- **EXTRACTED ENTRIES**

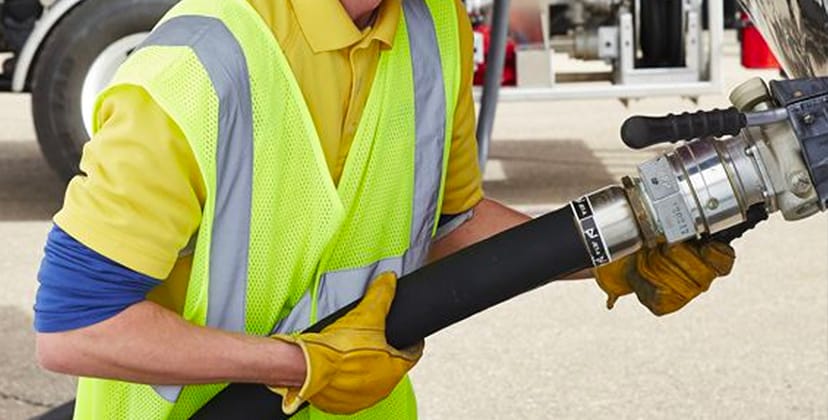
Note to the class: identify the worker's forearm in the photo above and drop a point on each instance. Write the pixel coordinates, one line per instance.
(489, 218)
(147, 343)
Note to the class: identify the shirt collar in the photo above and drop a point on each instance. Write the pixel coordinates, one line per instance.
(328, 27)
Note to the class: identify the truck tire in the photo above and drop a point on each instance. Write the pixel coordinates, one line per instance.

* * *

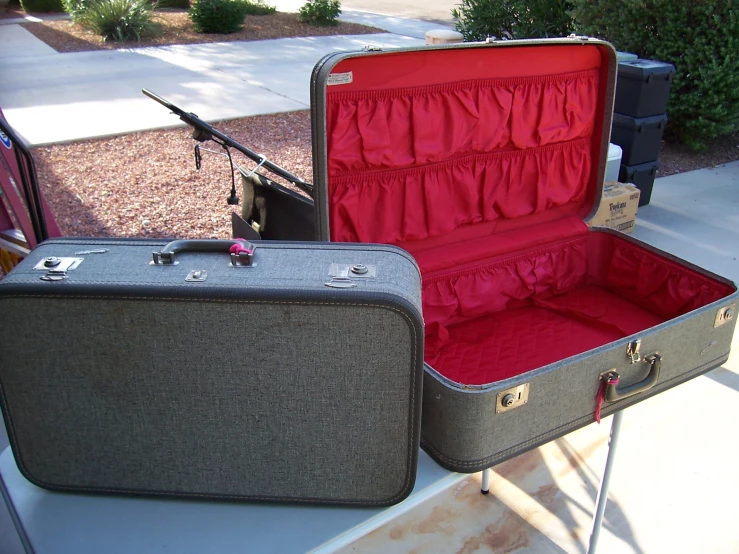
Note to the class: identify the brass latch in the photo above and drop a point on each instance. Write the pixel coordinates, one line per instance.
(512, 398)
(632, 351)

- **EXERCISE PROMPT**
Please tally the rows above that contain the string "Write", where case counts, and reply with the number alone.

- **RESULT**
4